_AUFGABEN_:
- 1) Nenne jede Bezeichnung für Truppen oder Truppenteile, die in der Auswahl vorkommt, und zwar jede nur einmal.
- 2) Zitiere aus der Auswahl wörtlich den Abschnitt von „Dies brachte die“ bis einschließlich „drei Livres bezahlt.“.

Dies brachte die ändern Regimenter auf. Wo sich
Dragoner blicken ließen, gab man Feuer auf sie; und da
diese zuletzt mit Wut gegen die Infanterie anrückten, so
entstand ein ordentliches Scharmützel. Ein Garde national
soll ums Leben gekommen sein, weil seine Uniform
ihn einem Dragoner ähnlich machte. Nunmehr aber sind
zwölftausend Bürger in den Waffen, und auf viele Meilen
weit ist keinem Hahn eine Feder übriggeblieben,
denn man hat die panache mit drei Livres bezahlt.

_BEREITGESTELLTE ANGABEN_:
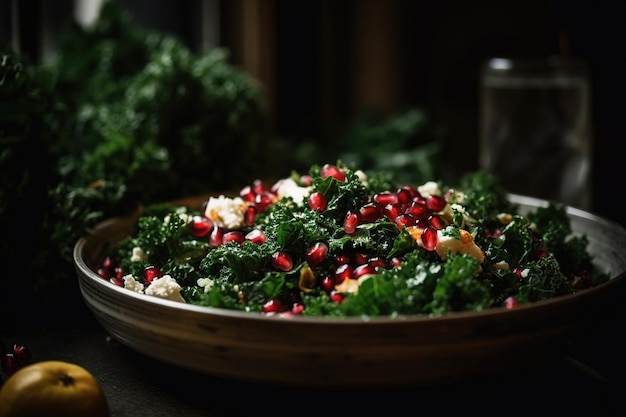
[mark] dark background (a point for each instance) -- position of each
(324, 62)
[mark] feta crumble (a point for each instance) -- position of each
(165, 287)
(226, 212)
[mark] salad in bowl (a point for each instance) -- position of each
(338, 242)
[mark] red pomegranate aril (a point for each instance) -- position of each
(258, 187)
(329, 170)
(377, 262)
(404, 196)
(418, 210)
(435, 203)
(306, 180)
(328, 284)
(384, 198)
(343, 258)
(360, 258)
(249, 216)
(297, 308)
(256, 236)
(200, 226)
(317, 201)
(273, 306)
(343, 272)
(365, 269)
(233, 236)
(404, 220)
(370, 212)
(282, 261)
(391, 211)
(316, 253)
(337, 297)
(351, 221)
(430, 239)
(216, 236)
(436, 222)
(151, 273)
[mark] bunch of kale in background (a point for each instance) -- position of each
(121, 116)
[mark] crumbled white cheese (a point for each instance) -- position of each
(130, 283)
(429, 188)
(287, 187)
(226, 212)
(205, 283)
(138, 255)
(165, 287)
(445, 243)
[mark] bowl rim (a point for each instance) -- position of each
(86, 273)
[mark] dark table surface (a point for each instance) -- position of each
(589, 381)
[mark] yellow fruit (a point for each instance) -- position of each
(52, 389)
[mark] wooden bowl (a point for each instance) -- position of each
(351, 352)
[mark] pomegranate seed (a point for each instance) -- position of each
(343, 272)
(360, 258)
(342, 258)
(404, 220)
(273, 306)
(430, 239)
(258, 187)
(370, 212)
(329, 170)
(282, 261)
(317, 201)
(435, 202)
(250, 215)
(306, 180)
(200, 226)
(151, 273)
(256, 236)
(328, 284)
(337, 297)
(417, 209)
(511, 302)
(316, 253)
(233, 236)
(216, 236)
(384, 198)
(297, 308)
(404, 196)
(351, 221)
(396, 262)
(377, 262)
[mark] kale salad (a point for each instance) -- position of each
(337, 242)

_LÖSUNGEN_:
- 1) Regimenter, Dragoner, Infanterie, Garde national

- 2)
Dies brachte die ändern Regimenter auf. Wo sich
Dragoner blicken ließen, gab man Feuer auf sie; und da
diese zuletzt mit Wut gegen die Infanterie anrückten, so
entstand ein ordentliches Scharmützel. Ein Garde national
soll ums Leben gekommen sein, weil seine Uniform
ihn einem Dragoner ähnlich machte. Nunmehr aber sind
zwölftausend Bürger in den Waffen, und auf viele Meilen
weit ist keinem Hahn eine Feder übriggeblieben,
denn man hat die panache mit drei Livres bezahlt.